(Dataset records Opens)
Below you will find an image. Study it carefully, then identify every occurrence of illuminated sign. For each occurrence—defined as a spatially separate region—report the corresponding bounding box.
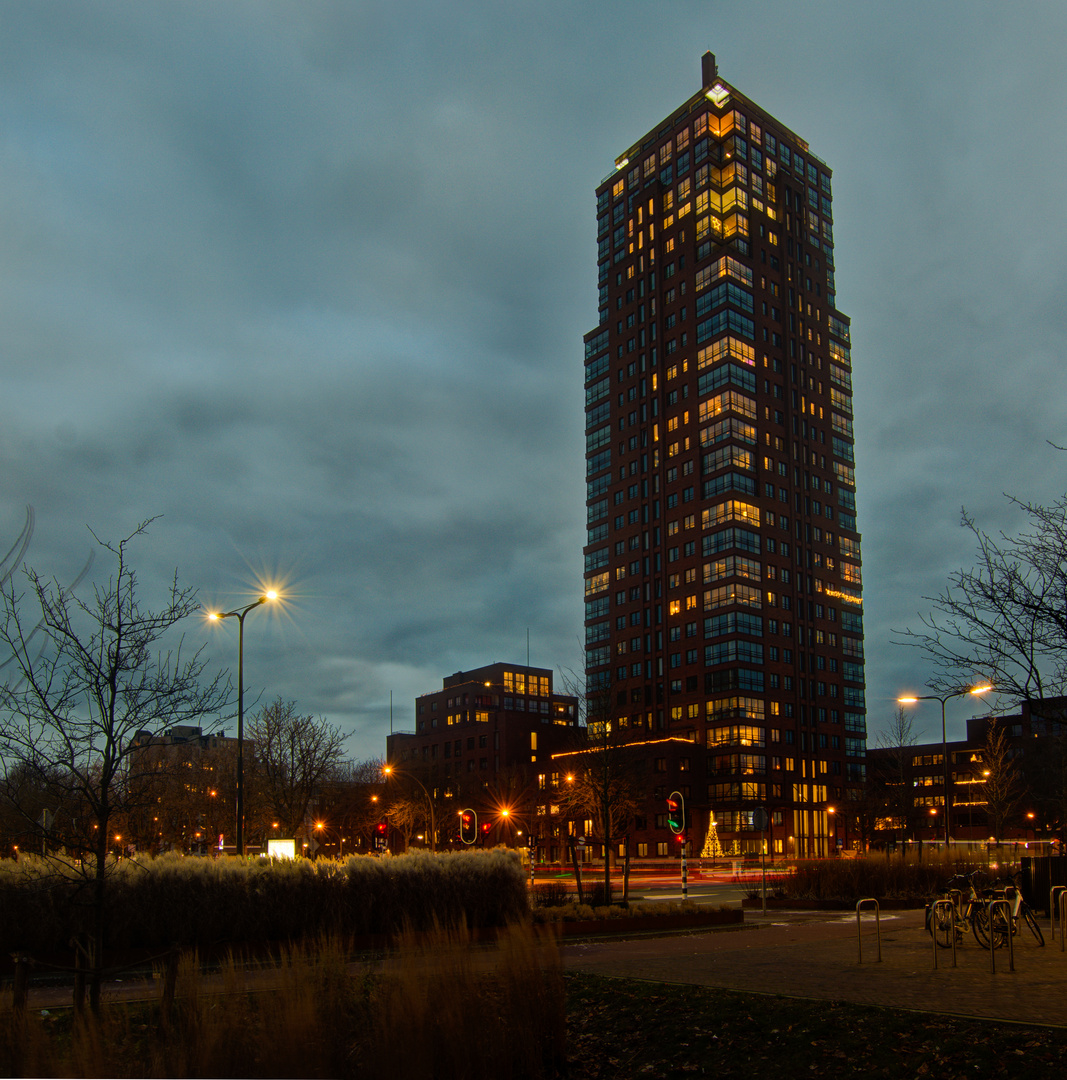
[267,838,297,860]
(Dataset records Closes)
(Dataset records Opens)
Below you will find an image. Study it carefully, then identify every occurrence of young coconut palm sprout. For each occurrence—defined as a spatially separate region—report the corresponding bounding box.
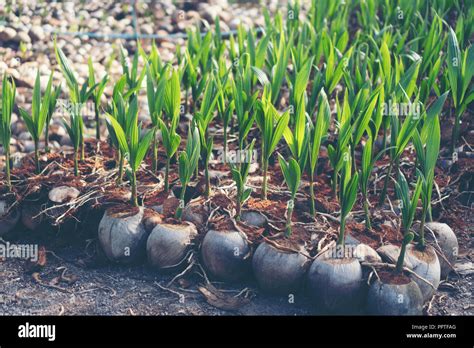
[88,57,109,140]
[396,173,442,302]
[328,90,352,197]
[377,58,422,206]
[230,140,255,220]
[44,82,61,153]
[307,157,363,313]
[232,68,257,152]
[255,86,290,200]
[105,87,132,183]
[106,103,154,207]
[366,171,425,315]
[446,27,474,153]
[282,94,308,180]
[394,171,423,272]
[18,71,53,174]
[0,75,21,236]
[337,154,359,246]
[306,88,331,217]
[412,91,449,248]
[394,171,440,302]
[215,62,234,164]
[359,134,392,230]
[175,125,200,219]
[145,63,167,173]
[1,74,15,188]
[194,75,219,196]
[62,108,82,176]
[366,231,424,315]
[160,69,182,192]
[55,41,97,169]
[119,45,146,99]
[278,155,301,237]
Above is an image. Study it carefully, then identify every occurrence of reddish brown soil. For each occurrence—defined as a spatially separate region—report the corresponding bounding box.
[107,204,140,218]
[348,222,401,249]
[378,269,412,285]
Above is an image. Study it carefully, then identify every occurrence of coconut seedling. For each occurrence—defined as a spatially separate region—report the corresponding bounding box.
(Dataset records Closes)
Could you retype exactly the lines above, starting at the line that contains "occurrence of reddish" and ending at the line that contains "occurrence of coconut", and nothing more?

(Response area):
Above is an image. Study it carefully, then identify every occurrence of reddish brown soil. For each occurrence—defined as a spatially separate region—report the corresponding bounding box.
[107,204,140,218]
[348,222,401,249]
[378,269,412,285]
Above is an image. Study it carefully, then identify every occurrence of coconut seedling. For each occurrence—defined as a spatially separate region—report the corresponding bounding box.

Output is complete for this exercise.